OLD JOY (Kelly Reichardt, 2006)

May 19, 2007

With fatherhood impending, an unconvincingly domesticated Mark seizes upon old buddy Kurt’s invitation to go on a camping excursion in the woods. Destination: Bagby Hot Springs, near Mt. Hood in Oregon. Tanya would rather that Mark stay by her, but she knows his hippie soul; Mark invites her to come along—a chivalrous gesture, perhaps, but also a silly one: Tanya looks about due. To hedge any possible homosexual bet, Mark takes Lucy, their dog, along instead.
     The “adventure” proves disconcerting. Kurt is clearly poised to be lost to the streets, but Mark can muster concern only for himself as Kurt unexpectedly starts massaging his neck. Both of them at this point are naked.

---

> ACTIVITIES
A. According to the Old Joy review, what is the destination of the camping trip?
B. Please extract the part of the Old Joy review between "OLD JOY (Kelly" and "dog, along instead.", inclusive.
Use only the Old Joy review.

---

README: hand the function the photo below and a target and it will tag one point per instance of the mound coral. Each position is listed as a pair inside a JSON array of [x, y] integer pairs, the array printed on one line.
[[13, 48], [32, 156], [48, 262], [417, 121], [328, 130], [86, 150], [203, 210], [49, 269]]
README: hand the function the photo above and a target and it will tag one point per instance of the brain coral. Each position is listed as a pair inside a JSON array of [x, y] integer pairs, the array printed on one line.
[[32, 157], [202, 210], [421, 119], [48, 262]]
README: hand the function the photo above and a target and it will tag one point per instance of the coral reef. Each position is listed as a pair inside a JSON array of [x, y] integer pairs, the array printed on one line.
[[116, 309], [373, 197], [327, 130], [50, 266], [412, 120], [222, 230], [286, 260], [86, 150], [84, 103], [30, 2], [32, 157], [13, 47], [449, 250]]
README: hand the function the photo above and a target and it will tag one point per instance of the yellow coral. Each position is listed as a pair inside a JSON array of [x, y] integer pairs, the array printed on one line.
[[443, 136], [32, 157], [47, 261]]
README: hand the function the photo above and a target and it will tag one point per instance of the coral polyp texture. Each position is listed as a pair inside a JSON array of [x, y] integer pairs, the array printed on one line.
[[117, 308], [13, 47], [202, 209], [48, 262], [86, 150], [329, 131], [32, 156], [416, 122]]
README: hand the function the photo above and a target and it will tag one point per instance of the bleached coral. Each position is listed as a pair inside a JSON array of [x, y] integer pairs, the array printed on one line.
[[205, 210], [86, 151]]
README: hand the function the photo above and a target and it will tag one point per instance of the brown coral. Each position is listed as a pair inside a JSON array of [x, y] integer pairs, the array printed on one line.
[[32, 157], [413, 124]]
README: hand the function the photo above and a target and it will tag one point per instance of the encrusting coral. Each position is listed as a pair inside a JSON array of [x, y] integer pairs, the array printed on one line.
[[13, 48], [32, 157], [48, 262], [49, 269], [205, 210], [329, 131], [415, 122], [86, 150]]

---

> COMPLETED EXERCISE
A. Bagby Hot Springs, near Mt. Hood in Oregon.

B.
OLD JOY (Kelly Reichardt, 2006)

May 19, 2007

With fatherhood impending, an unconvincingly domesticated Mark seizes upon old buddy Kurt’s invitation to go on a camping excursion in the woods. Destination: Bagby Hot Springs, near Mt. Hood in Oregon. Tanya would rather that Mark stay by her, but she knows his hippie soul; Mark invites her to come along—a chivalrous gesture, perhaps, but also a silly one: Tanya looks about due. To hedge any possible homosexual bet, Mark takes Lucy, their dog, along instead.